• _Action item_
Give again, exactly as written, each line of the material below starting at the line that contains "wheat field in the photo above." and ending at the line that contains "tile roof in the photo above.". Both ends count, and no other line does.

• _Recorded data_
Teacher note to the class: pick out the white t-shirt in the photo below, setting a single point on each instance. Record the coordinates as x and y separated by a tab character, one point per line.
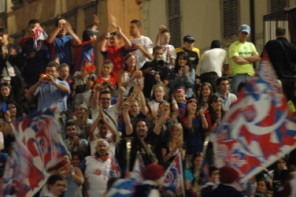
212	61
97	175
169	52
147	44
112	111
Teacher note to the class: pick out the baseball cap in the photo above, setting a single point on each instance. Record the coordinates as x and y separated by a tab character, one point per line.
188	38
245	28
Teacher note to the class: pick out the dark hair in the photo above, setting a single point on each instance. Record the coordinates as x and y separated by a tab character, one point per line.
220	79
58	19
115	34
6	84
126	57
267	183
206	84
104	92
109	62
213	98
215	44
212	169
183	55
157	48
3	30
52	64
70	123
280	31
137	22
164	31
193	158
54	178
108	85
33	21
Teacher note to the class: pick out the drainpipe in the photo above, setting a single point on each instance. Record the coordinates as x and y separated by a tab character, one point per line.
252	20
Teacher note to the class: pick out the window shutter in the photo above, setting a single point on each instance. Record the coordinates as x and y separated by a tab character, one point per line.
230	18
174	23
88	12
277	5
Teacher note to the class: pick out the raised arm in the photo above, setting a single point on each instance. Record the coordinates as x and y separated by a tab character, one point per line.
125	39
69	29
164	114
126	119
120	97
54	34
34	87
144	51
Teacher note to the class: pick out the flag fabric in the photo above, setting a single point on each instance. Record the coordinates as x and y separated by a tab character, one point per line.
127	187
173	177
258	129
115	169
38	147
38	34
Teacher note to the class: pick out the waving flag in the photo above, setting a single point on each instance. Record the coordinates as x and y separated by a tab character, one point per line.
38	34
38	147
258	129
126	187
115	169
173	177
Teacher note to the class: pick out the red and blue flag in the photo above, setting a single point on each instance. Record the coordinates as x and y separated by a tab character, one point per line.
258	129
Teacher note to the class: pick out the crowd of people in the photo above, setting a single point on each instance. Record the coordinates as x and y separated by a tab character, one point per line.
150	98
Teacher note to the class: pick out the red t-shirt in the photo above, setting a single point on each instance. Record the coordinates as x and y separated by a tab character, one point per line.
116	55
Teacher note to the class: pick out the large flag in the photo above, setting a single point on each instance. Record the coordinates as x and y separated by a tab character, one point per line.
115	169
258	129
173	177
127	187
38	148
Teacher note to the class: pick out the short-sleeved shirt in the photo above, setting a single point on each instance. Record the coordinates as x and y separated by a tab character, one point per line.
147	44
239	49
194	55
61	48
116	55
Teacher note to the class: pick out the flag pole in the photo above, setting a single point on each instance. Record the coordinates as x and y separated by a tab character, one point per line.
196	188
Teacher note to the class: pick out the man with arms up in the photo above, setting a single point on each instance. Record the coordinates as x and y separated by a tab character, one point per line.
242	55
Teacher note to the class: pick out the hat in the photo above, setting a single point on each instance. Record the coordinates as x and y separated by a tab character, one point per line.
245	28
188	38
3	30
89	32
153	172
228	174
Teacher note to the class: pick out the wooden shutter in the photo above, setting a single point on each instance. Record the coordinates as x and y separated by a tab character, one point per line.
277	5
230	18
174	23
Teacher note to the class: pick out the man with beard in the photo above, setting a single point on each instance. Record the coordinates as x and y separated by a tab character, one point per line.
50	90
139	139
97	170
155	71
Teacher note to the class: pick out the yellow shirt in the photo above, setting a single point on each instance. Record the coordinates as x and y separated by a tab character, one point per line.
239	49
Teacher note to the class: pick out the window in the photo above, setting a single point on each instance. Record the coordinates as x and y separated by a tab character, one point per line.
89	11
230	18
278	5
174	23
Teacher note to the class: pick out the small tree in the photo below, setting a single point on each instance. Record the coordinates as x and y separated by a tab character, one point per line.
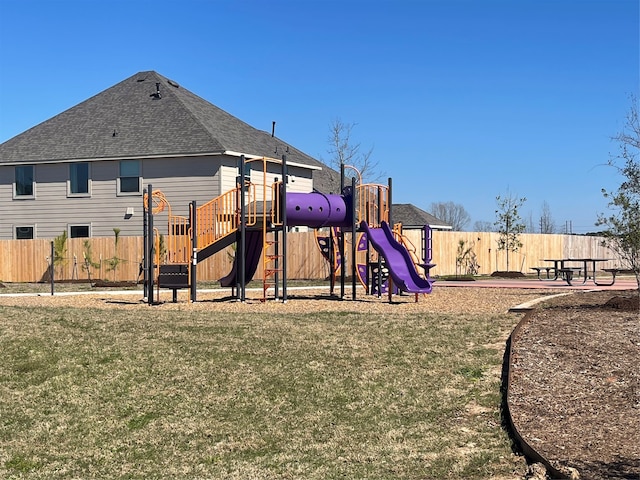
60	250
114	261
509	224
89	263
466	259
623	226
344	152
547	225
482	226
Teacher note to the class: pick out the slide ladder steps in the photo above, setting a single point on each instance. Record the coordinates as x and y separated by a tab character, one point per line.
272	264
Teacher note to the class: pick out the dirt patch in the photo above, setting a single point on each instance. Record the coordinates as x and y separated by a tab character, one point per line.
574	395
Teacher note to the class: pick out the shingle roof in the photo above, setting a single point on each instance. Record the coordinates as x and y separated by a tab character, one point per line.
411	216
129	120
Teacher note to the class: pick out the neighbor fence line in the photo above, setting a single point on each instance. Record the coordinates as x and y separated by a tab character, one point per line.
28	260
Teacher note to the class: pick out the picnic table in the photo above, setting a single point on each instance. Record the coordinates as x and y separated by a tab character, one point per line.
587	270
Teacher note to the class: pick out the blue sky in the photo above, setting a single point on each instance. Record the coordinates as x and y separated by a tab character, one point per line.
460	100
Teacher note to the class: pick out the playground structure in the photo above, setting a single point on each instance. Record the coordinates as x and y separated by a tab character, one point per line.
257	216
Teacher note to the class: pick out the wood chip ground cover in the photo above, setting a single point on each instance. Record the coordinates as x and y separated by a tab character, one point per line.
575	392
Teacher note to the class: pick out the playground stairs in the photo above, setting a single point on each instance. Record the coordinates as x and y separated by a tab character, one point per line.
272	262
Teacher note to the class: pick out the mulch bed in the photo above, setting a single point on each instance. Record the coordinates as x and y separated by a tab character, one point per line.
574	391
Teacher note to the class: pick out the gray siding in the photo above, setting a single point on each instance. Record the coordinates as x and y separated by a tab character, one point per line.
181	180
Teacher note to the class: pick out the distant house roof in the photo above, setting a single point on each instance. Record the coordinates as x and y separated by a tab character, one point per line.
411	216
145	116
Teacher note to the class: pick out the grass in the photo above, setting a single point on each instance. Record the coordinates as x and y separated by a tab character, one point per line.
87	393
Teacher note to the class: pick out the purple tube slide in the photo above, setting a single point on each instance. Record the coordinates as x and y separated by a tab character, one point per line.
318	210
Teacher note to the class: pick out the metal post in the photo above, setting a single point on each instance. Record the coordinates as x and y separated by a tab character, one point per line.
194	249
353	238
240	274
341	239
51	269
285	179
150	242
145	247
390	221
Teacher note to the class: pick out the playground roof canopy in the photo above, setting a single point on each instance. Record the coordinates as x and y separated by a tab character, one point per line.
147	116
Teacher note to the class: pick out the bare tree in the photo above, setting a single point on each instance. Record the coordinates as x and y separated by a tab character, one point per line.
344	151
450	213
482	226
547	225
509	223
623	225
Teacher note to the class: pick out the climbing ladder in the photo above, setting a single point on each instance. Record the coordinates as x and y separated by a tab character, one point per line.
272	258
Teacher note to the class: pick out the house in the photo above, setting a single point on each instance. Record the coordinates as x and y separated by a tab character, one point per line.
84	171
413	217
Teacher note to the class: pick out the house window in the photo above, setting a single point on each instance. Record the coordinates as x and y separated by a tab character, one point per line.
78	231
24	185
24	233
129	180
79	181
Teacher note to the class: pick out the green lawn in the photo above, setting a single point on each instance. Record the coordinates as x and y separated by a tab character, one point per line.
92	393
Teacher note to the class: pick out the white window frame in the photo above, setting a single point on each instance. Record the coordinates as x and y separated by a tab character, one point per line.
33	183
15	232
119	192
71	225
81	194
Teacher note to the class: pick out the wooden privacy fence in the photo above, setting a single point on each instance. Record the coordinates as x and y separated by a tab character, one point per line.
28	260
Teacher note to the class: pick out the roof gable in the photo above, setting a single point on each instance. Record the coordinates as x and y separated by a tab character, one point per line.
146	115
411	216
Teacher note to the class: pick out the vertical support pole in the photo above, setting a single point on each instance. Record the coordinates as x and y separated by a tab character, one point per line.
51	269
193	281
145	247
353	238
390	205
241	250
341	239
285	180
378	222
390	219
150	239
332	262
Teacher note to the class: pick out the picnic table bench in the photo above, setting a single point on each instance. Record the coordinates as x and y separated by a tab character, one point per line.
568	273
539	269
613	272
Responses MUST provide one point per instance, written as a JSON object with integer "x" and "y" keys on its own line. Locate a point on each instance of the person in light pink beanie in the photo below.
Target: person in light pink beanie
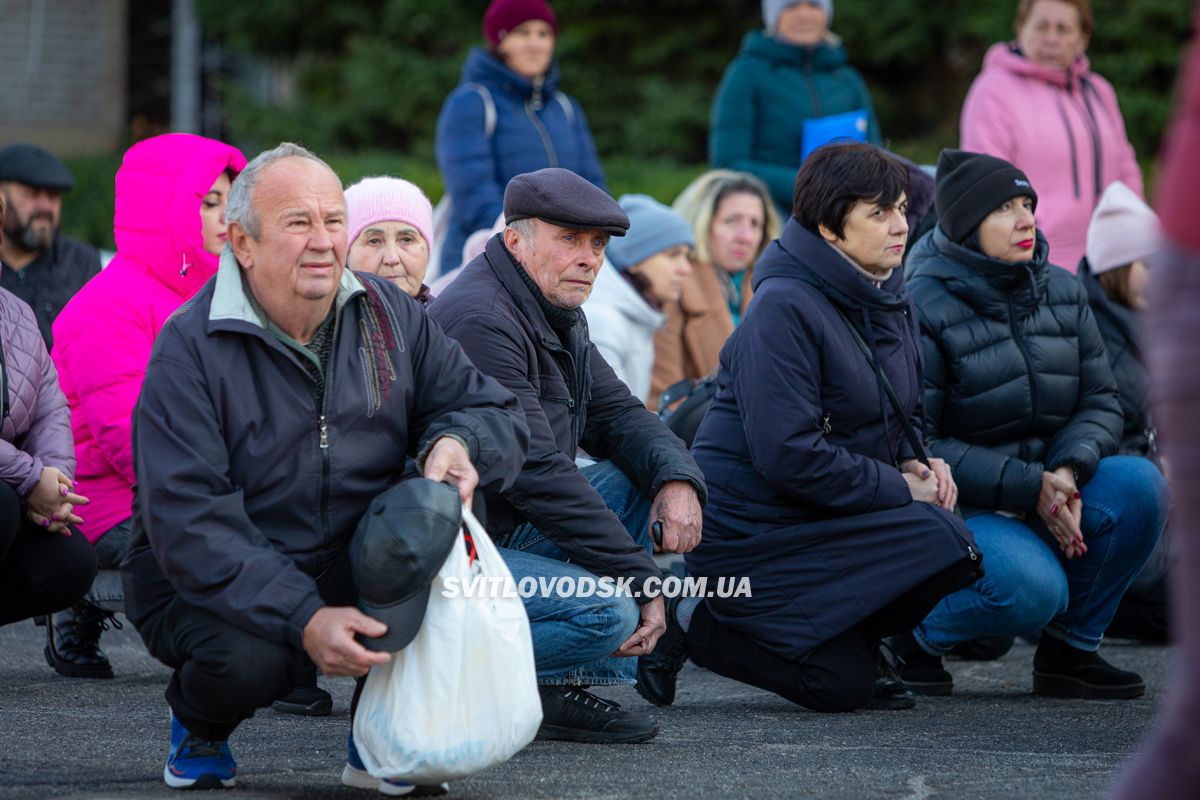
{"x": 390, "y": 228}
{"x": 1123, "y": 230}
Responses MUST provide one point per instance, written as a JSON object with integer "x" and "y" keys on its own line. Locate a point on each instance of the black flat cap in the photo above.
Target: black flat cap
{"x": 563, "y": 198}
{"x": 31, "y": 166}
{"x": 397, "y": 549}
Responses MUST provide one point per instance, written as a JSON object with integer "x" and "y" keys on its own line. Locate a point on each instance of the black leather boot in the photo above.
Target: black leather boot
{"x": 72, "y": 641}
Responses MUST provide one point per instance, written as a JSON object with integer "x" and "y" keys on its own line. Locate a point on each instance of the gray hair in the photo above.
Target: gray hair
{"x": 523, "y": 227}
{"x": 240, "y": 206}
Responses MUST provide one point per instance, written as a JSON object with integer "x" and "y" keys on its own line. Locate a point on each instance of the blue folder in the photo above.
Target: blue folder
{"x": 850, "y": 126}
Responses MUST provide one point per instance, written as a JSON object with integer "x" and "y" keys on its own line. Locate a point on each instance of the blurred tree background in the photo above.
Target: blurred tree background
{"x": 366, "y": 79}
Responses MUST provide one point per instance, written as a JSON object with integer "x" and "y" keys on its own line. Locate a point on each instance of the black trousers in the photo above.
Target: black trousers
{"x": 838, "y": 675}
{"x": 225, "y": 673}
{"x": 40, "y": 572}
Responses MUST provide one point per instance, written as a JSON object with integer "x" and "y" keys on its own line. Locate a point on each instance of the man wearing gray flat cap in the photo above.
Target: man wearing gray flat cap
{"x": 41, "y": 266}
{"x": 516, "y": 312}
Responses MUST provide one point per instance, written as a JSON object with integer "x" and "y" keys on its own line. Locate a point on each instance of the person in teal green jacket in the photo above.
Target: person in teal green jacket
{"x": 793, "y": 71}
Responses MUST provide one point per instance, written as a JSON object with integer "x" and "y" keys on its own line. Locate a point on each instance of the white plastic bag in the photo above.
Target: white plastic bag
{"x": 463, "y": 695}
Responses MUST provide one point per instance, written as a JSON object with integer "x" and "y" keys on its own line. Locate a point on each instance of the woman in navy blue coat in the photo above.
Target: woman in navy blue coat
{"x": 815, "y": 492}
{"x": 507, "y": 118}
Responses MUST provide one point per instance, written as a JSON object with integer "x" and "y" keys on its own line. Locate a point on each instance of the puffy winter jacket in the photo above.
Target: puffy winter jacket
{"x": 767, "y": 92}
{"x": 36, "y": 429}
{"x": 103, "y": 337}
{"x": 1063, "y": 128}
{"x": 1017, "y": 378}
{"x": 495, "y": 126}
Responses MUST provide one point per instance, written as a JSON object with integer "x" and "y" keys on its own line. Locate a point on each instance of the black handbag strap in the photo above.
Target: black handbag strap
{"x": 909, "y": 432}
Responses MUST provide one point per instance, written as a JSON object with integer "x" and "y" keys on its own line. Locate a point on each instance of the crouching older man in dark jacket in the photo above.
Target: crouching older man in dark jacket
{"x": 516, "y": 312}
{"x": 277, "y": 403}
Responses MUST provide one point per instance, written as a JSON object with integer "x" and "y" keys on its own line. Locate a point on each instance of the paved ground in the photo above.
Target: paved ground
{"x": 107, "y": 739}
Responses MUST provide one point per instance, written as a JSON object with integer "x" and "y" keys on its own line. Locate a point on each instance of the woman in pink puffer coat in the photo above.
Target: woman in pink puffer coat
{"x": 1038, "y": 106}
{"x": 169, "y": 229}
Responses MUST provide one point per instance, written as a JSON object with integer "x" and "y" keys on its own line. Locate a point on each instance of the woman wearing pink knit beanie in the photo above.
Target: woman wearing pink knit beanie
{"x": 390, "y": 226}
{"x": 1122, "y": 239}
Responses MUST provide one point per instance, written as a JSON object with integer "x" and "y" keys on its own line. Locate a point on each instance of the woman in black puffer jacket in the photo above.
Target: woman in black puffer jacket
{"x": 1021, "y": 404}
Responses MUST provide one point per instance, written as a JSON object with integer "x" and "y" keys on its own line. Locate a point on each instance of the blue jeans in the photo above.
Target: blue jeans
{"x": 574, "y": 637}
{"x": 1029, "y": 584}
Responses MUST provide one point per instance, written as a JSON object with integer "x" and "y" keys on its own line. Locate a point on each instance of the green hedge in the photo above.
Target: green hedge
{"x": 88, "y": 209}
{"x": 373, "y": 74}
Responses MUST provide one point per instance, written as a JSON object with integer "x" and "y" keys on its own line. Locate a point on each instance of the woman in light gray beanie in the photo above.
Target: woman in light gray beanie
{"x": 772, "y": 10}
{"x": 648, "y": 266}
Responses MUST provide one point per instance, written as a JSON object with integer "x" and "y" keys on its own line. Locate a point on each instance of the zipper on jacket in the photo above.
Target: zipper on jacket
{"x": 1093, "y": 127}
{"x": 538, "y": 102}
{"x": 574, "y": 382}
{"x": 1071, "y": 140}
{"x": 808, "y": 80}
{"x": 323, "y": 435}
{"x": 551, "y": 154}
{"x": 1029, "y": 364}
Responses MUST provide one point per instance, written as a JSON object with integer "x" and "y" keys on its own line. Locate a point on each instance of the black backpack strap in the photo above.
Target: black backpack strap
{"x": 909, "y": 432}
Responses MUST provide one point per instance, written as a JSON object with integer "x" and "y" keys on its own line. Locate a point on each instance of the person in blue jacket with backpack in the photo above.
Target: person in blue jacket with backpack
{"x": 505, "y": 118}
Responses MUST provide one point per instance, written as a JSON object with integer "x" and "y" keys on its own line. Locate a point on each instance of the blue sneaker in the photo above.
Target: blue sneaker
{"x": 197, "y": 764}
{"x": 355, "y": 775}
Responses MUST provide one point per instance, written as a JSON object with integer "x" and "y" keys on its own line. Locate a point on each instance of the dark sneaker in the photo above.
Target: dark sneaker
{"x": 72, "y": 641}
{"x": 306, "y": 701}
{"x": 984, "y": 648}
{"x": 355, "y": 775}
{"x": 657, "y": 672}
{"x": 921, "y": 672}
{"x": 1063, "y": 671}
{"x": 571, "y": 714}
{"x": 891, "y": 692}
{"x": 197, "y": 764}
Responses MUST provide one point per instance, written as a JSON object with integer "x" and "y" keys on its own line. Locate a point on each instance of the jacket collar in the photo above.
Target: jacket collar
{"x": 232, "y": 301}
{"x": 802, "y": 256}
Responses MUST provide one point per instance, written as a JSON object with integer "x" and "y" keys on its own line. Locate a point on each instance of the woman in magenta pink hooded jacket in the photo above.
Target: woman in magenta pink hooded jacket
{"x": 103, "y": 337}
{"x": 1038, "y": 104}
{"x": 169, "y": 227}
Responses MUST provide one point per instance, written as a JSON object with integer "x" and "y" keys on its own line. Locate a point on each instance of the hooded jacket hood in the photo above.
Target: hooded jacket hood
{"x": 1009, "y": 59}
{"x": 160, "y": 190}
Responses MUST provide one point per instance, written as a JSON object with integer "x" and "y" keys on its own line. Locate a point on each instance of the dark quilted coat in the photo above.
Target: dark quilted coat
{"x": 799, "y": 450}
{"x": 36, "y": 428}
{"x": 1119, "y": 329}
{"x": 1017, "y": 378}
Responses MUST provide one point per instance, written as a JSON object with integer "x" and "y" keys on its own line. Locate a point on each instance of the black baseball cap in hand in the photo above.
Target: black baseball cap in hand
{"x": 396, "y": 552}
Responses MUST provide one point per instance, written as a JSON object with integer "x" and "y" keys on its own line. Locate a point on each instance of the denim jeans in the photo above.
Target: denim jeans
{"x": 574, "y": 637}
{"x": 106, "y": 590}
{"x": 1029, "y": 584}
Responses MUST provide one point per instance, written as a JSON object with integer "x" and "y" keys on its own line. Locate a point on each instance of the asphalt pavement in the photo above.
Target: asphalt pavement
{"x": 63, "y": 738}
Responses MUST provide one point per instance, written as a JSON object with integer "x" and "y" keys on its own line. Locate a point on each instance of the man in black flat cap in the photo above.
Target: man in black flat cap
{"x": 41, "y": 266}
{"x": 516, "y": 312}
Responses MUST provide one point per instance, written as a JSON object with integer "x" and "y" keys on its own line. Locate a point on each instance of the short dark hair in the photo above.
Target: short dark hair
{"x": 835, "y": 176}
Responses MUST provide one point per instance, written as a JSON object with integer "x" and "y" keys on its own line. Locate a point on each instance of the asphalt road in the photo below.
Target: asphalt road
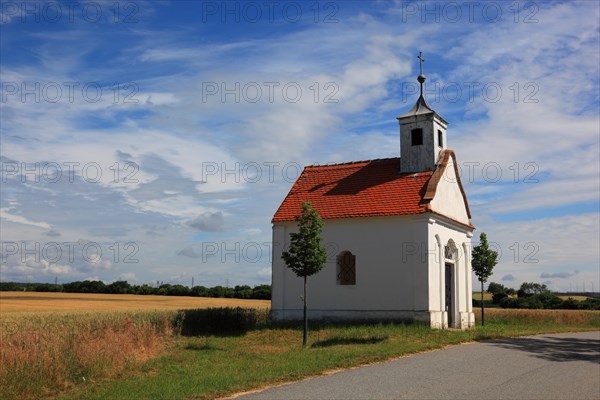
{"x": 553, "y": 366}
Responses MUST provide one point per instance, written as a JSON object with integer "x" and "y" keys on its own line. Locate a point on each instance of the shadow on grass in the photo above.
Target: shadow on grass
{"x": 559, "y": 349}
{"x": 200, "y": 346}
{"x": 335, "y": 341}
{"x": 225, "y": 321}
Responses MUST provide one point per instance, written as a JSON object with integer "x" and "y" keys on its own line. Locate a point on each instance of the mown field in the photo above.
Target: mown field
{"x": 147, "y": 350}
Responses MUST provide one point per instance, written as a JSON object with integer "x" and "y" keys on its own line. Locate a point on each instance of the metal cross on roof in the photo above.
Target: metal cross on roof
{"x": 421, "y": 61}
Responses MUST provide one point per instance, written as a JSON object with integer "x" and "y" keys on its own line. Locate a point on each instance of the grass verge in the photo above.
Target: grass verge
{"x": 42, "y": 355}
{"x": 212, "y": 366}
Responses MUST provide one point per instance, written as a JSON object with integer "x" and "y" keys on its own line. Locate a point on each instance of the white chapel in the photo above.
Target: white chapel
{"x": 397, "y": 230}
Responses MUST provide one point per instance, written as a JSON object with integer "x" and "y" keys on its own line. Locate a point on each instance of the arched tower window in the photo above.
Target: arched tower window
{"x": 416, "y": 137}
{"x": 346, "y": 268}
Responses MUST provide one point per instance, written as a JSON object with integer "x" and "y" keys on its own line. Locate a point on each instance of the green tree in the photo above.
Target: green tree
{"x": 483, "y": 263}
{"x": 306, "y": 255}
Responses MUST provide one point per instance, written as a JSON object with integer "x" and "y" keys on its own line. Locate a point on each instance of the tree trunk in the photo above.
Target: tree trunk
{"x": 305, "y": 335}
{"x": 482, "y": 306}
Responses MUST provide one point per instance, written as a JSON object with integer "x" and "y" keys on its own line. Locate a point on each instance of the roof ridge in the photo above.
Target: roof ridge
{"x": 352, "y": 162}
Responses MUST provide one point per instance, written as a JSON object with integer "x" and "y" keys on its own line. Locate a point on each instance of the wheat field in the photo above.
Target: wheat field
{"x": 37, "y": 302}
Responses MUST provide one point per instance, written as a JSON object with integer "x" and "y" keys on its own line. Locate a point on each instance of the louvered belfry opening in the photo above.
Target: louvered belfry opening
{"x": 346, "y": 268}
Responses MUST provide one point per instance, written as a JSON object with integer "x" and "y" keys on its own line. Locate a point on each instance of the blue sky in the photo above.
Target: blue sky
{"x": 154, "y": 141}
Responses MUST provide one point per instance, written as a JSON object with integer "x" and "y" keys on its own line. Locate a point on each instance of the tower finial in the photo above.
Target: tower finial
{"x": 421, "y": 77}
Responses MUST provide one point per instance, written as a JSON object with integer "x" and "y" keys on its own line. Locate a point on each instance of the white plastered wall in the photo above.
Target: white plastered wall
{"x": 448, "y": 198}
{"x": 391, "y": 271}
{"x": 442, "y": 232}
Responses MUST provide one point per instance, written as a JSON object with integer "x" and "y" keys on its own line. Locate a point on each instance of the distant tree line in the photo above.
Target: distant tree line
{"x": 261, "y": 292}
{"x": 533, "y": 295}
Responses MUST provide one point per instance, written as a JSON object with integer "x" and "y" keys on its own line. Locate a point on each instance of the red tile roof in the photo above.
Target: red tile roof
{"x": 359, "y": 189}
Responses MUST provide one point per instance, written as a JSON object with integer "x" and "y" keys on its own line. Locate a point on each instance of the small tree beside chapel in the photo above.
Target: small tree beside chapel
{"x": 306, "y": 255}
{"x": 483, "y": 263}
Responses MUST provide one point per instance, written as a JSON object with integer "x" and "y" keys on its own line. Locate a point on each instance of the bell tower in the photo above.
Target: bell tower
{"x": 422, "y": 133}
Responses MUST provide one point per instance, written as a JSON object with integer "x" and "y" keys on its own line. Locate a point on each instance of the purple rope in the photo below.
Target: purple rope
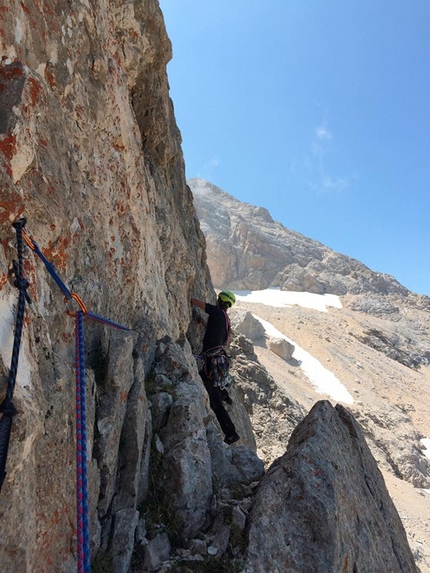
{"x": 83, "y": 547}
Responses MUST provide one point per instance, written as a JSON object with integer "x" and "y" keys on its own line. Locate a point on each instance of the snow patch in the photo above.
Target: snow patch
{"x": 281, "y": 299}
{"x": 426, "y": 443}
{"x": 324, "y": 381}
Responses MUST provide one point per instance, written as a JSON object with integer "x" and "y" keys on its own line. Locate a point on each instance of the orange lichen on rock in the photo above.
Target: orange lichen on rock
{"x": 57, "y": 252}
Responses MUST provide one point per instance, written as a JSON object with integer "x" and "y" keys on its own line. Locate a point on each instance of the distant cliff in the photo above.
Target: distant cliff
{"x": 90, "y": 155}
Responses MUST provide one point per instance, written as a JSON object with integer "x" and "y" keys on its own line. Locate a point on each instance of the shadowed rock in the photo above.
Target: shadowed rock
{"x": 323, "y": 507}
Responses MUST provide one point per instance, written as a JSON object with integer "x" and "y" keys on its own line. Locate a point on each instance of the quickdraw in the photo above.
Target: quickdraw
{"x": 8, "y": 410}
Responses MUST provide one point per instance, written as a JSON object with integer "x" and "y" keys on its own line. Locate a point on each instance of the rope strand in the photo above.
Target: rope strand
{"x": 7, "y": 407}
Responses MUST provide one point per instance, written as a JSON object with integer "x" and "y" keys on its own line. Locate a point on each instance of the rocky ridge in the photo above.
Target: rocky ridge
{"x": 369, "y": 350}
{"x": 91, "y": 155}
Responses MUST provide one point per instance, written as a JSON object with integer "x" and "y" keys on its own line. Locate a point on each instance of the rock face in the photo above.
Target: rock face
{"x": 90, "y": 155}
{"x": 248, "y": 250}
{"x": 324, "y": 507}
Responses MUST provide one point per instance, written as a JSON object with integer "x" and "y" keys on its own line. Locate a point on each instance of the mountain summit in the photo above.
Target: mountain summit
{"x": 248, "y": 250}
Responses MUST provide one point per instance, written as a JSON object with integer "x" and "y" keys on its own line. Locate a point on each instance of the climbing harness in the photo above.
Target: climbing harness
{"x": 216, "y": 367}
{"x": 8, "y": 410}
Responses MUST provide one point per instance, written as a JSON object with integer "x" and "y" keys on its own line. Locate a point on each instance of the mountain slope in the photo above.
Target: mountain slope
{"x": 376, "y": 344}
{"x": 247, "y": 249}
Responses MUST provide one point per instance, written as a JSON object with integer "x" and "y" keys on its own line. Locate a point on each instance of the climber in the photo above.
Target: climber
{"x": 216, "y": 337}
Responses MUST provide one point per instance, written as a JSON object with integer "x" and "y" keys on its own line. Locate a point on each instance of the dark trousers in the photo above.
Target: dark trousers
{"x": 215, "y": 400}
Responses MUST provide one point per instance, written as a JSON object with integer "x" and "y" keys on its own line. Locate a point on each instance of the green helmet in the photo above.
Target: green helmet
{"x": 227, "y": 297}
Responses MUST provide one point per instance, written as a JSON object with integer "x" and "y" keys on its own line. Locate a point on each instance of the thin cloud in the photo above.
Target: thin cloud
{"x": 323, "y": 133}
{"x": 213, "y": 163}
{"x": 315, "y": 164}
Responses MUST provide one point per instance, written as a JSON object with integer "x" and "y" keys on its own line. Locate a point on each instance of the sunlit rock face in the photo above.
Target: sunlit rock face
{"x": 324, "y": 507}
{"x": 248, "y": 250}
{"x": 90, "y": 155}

• _Output of the task_
Responses MUST provide one point per instance, written as a JSON object with integer "x" and "y" keys on its own line. Locate a point on each instance of the wheat field in the photo above.
Target: wheat field
{"x": 37, "y": 302}
Responses MUST provide one point per instance, written as a JSON object with integer "x" and "y" keys on its own line. Locate a point on each instance of the louvered belfry opening in the photo above.
Target: louvered belfry opening
{"x": 346, "y": 268}
Responses MUST provide one point per instance, written as a JSON object with integer "x" and "y" keys on its own line. Locate a point on each instance of the blue sky in the photo above.
Target: blue sky
{"x": 154, "y": 141}
Responses MUST provide one point per instance, written as a JSON object with integer "x" and "y" keys on its own line. Locate a point on each instance of the tower finial in the photo above.
Target: tower finial
{"x": 421, "y": 77}
Responses MUST provide one point per instance, written as a JSON object with integer "x" and "y" keys on its own line. Locate a point on each instance of the white plastered wall in the photo above.
Target: white plastered wall
{"x": 448, "y": 198}
{"x": 391, "y": 271}
{"x": 442, "y": 232}
Responses MUST provide one point per instance, written as a JSON object with integer "x" and "y" keys on its own line. Locate a point on each instance of the distant tree line in the photo above.
Target: distant tree line
{"x": 261, "y": 292}
{"x": 533, "y": 295}
Responses MUST provide one point per instance, written as a JSON object with integer "x" and "y" keys on its own line. Locate a point on each instance of the red tile roof in the photo above.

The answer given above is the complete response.